I shall reread it properly on my laptop at some point. Thanks for the link!
Edited (Typo) Date: 2024-06-20 01:45 pm (UTC)

Date: 2024-06-20 02:17 pm (UTC)
alithea: Artwork of Francine from Strangers in Paradise, top half only with hair and scarf blowing in the wind (Default)
From: [personal profile] alithea
I confess I'm *assuming* that's what the patronising arsehole psychiatrist wrote in my medical notes while telling me to take diazepam and go on the waiting list for CBT... Apparently Tayside NHS Board "don't diagnose adult autism".

The only upside to the story is that said arsehole psychiatrist got struck off a few months later for bullying inpatients.

Date: 2024-06-20 02:31 pm (UTC)
alithea: Artwork of Francine from Strangers in Paradise, top half only with hair and scarf blowing in the wind (Default)
From: [personal profile] alithea
Ooh, it wasn't *quite* as bad as I may have implied - this was back in 2018 before *I* knew I was autistic. The not diagnosing adult autism is what I've discovered more recently. But it would have been helpful if someone had picked it up back then when I was trying to get treatment for my mental health, as I opposed to me discovering for myself during a session on a return to work scheme, where I had no access to any sort of support for it.

Date: 2024-06-20 02:40 pm (UTC)
alithea: Artwork of Francine from Strangers in Paradise, top half only with hair and scarf blowing in the wind (Default)
From: [personal profile] alithea
We had a session run by a neurodiverse woman all about adapting to work environments and self care for the terminally anxious with sensory issues... I put two and two together about how all my issues with the new building in Dundee had been sensory overload and then a diagnosed friend I spoke to about it very kindly pointed me at a proper questionnaire written by researchers (at Oxford? University) and I started doing that and discovered all my "quirky" stories about my school career are actually classic autism symptoms, and came out with a "yes, it's definitely worth you contacting a professional to look into a diagnosis" result at the end. Which is how I found out GPs can't refer you for an autism diagnosis in Tayside. I am currently considering self referring back to mental health to see if it *is* possible to get an NHS diagnosis if you go direct to the mental health team... But funnily enough, I'm not especially keen to engage with them since it's exactly the same team as I had to deal with in Dundee, minus arsehole psychiatrist, obviously.

Date: 2024-06-20 02:42 pm (UTC)

TASK ITEM A
According to the comment thread, why was the psychiatrist struck off?
TASK ITEM B
Reproduce word for word the part of the comment thread that starts at "Edited (Typo) Date: 2024-06-20" and ends at "for bullying inpatients.".
These records come from a different source than the comment thread.

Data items
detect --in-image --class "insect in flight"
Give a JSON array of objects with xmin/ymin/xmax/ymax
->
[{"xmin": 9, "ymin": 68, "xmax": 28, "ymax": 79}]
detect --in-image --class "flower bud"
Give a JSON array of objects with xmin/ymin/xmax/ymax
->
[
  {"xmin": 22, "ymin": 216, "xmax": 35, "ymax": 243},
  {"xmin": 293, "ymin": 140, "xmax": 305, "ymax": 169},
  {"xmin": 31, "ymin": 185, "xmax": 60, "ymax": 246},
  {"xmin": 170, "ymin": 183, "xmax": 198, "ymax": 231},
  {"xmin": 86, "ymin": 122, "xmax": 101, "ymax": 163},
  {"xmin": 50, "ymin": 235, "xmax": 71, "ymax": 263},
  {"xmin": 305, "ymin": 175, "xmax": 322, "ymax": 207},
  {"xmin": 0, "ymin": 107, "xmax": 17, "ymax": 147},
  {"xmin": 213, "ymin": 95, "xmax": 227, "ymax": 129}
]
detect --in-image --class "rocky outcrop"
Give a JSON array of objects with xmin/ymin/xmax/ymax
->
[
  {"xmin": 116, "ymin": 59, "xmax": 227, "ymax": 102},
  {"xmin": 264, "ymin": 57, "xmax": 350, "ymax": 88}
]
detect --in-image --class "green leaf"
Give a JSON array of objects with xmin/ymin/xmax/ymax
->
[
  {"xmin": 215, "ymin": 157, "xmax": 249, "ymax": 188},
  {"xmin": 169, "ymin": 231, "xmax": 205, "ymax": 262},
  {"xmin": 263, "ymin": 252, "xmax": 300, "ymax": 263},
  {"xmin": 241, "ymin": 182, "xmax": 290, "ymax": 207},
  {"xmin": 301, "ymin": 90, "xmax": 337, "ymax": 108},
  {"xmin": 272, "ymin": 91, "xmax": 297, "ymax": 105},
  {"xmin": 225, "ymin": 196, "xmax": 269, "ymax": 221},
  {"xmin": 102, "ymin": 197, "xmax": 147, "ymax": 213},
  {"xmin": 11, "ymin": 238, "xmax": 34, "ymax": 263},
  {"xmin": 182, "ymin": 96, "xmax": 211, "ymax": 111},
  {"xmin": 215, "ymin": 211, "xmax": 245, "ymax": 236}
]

RESULT A
For bullying inpatients.

RESULT B
Edited (Typo) Date: 2024-06-20 01:45 pm (UTC)

Date: 2024-06-20 02:17 pm (UTC)
alithea: Artwork of Francine from Strangers in Paradise, top half only with hair and scarf blowing in the wind (Default)
From: [personal profile] alithea
I confess I'm *assuming* that's what the patronising arsehole psychiatrist wrote in my medical notes while telling me to take diazepam and go on the waiting list for CBT... Apparently Tayside NHS Board "don't diagnose adult autism".

The only upside to the story is that said arsehole psychiatrist got struck off a few months later for bullying inpatients.